Required action: In the records below, find the line that contains "Target: balustrade railing" and the line that contains "Target: chimney". Set down exactly those lines and every line between them, and nothing more.

Data extracts:
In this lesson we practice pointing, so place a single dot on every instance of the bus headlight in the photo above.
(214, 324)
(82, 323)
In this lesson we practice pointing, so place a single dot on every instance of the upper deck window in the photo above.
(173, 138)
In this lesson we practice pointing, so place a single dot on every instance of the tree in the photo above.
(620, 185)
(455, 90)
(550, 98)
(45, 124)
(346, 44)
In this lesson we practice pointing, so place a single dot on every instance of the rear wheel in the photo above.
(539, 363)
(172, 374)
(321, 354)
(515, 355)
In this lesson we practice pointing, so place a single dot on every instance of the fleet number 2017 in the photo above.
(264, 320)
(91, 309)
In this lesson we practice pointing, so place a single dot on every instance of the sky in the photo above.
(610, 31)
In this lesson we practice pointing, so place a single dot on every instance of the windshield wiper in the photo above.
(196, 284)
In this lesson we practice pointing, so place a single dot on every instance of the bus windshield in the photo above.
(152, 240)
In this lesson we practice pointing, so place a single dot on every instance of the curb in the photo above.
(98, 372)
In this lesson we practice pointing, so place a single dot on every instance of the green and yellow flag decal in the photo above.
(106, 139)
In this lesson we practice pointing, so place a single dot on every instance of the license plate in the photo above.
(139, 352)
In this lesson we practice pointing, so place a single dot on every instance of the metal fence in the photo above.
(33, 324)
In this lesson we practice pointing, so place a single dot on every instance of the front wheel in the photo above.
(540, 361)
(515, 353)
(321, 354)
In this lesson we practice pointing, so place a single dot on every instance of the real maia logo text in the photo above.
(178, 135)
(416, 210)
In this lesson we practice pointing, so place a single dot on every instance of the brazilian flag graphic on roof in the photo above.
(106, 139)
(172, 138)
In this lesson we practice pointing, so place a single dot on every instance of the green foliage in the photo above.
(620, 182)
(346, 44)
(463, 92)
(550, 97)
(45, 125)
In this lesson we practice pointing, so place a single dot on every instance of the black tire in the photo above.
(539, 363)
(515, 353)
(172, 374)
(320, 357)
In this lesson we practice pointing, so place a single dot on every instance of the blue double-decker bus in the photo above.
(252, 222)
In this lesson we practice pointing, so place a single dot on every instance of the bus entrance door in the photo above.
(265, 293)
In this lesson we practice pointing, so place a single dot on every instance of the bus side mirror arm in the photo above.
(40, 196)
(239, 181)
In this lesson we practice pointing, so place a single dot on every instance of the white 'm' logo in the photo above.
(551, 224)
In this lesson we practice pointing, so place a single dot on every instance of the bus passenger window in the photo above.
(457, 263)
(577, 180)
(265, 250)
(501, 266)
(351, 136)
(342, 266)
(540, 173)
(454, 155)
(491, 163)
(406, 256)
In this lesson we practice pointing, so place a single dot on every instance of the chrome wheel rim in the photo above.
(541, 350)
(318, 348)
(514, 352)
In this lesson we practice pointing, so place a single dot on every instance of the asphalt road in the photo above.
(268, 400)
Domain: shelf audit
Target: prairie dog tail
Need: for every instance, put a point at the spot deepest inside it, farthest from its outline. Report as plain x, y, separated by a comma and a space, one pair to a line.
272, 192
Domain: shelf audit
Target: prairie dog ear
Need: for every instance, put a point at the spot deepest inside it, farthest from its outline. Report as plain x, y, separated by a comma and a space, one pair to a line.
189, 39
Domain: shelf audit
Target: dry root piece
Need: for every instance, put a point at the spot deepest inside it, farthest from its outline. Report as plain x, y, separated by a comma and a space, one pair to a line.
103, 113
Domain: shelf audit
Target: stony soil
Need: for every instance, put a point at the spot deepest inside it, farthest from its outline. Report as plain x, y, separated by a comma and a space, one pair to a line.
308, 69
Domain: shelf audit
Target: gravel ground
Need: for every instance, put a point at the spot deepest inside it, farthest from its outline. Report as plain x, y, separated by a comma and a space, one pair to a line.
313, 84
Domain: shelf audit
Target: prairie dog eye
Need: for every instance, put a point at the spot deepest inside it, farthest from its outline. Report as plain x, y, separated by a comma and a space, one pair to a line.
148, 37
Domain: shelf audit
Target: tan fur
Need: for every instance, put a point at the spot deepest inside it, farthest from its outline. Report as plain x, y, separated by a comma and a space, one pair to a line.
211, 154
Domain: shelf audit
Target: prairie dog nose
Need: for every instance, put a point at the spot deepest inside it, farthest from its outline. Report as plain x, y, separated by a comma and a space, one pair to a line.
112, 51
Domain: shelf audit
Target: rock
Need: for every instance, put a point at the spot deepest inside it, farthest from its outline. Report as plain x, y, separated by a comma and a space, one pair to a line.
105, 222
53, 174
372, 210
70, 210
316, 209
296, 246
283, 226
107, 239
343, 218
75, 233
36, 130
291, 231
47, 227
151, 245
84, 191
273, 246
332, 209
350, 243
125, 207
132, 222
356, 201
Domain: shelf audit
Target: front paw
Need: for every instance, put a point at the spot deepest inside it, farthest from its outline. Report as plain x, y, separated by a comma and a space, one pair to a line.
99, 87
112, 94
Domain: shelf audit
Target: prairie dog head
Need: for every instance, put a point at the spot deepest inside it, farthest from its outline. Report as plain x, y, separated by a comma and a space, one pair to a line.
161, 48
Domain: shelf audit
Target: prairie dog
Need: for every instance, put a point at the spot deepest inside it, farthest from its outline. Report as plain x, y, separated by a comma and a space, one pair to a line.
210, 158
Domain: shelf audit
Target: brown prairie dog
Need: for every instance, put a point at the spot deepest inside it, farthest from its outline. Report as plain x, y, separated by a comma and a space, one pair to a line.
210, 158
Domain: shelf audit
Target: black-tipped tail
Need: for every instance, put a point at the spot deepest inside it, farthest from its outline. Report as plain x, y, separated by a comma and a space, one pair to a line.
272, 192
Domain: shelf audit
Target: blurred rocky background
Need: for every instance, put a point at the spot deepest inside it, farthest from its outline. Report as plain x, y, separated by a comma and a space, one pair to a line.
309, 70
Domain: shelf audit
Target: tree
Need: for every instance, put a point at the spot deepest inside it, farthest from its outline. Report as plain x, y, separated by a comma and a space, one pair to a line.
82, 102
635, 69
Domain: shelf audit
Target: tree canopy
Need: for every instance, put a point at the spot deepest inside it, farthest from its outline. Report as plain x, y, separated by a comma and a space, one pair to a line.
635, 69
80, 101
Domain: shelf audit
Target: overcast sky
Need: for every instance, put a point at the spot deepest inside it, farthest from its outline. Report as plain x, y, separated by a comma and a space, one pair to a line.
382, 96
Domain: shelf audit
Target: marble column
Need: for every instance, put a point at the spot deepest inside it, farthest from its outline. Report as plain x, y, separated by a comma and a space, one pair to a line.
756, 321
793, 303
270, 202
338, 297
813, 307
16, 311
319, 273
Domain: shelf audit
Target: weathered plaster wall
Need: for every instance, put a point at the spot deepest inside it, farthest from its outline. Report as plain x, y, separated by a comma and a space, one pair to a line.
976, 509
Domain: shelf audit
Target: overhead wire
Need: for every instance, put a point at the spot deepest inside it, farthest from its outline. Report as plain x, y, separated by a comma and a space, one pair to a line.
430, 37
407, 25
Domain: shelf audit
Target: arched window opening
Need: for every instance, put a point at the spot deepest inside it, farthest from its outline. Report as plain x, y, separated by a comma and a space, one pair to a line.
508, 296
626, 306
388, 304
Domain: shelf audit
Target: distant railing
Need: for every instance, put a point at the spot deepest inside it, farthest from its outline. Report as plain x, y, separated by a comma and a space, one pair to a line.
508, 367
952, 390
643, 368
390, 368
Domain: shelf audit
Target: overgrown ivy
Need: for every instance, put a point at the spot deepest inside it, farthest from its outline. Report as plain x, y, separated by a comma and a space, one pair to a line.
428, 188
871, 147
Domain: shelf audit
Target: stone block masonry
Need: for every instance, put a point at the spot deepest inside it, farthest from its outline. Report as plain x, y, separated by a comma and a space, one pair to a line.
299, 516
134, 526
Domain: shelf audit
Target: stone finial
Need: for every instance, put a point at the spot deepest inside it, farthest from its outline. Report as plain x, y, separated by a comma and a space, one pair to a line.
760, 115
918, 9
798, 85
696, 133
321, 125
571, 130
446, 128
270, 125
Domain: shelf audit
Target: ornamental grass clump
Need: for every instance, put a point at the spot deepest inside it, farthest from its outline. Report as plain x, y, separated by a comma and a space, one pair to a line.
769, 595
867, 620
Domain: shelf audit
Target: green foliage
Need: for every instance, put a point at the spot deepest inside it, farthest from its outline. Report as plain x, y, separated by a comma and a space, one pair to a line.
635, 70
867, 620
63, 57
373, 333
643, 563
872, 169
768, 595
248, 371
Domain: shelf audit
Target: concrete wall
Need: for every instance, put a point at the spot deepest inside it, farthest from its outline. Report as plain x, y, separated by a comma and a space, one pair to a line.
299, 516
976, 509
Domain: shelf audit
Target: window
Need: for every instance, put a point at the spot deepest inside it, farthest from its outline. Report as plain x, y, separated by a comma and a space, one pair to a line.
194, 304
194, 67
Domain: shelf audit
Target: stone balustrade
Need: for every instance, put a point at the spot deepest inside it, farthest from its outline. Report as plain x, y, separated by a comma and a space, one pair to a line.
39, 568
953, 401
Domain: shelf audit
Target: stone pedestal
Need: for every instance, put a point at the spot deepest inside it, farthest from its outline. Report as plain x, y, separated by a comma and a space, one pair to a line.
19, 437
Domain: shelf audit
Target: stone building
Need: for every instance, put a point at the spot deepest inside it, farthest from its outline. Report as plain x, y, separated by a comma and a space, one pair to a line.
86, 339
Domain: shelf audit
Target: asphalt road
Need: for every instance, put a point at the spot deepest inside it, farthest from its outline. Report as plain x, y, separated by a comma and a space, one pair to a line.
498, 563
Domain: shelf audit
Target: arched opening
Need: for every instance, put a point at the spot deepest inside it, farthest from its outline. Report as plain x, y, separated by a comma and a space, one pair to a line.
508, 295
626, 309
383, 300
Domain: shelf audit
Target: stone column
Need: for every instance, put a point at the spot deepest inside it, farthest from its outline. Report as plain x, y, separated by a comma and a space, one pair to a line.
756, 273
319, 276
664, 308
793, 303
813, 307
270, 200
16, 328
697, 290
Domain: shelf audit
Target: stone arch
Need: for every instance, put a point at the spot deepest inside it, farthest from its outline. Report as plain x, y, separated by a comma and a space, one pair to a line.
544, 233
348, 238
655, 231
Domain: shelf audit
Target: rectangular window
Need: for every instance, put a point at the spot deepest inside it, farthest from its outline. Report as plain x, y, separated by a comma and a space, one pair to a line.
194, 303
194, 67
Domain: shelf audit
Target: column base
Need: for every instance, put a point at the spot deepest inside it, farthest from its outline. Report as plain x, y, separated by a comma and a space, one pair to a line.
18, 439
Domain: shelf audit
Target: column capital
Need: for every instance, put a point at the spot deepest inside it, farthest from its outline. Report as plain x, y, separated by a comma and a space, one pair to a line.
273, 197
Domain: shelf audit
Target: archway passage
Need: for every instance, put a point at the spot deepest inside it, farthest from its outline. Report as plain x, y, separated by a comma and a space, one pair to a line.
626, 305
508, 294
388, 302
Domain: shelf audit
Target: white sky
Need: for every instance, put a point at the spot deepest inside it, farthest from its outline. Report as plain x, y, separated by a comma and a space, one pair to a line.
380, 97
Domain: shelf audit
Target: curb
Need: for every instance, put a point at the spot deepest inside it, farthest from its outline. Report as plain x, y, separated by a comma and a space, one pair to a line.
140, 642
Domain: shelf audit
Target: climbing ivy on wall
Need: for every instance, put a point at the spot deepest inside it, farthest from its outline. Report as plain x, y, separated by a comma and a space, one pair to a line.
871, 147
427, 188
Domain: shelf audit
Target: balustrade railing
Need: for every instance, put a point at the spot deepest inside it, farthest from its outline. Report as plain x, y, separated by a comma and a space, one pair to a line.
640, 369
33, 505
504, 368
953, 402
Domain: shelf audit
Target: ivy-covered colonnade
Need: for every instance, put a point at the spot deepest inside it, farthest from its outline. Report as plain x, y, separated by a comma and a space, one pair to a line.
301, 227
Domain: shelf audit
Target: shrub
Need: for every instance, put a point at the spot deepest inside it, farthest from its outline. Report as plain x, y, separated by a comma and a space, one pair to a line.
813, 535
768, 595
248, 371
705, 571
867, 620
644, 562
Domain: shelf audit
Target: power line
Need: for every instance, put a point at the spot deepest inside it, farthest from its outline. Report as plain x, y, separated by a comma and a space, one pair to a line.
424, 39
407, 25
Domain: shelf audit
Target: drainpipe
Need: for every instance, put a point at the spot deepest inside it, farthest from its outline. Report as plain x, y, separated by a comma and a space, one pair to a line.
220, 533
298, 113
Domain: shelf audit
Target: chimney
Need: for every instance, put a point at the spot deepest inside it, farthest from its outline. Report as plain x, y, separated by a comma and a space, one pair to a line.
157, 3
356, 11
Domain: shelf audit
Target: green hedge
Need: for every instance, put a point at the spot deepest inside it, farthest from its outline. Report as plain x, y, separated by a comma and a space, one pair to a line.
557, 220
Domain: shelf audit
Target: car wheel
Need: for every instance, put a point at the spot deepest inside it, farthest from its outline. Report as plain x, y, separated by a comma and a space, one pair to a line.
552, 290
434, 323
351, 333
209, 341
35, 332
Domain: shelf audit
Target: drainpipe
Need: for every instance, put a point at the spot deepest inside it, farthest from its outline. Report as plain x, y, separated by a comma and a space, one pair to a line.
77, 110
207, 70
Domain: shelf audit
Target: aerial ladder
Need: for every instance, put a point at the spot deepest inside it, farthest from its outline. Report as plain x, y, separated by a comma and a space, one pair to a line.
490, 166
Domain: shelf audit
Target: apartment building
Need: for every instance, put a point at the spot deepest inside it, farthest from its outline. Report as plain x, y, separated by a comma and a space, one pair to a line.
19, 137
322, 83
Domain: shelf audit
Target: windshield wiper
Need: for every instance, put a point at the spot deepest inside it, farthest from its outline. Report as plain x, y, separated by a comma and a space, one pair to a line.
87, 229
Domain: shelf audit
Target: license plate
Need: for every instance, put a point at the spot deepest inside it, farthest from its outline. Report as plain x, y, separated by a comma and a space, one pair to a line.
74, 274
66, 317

Expected output:
Target: balustrade railing
Need: for every instance, put a point at the spot deepest inside it, farthest from its outline. Report as plain x, y, separated by a comma and a space, one pair to a line.
640, 369
33, 505
504, 368
953, 402
Domain: shelf audit
Target: ivy-covered colonnade
Need: for every instance, put a point at the spot deepest inside it, farthest from its outline. Report as plain x, y, separated by a comma and a space, one pair to a line.
301, 227
Domain: shelf audit
Target: shrub
Need: for every instance, put a point at the spot deepest inside it, farthest from its outline. Report as plain x, y, separated by a comma and a space, one pair to a line.
813, 535
768, 595
248, 371
705, 571
867, 620
644, 562
Domain: shelf audit
Target: power line
Need: for every instance, put a point at the spot deepest inside it, farthest from its outline. Report as plain x, y, separated by a comma and a space, one pair to a line.
424, 39
407, 25
Domain: shelf audit
Target: drainpipe
Need: for every instance, put a point at the spot deepest inside it, farthest from its outline. Report as plain x, y, separated by a comma and a space, one pair to a line.
220, 533
298, 113
Domain: shelf audit
Target: chimney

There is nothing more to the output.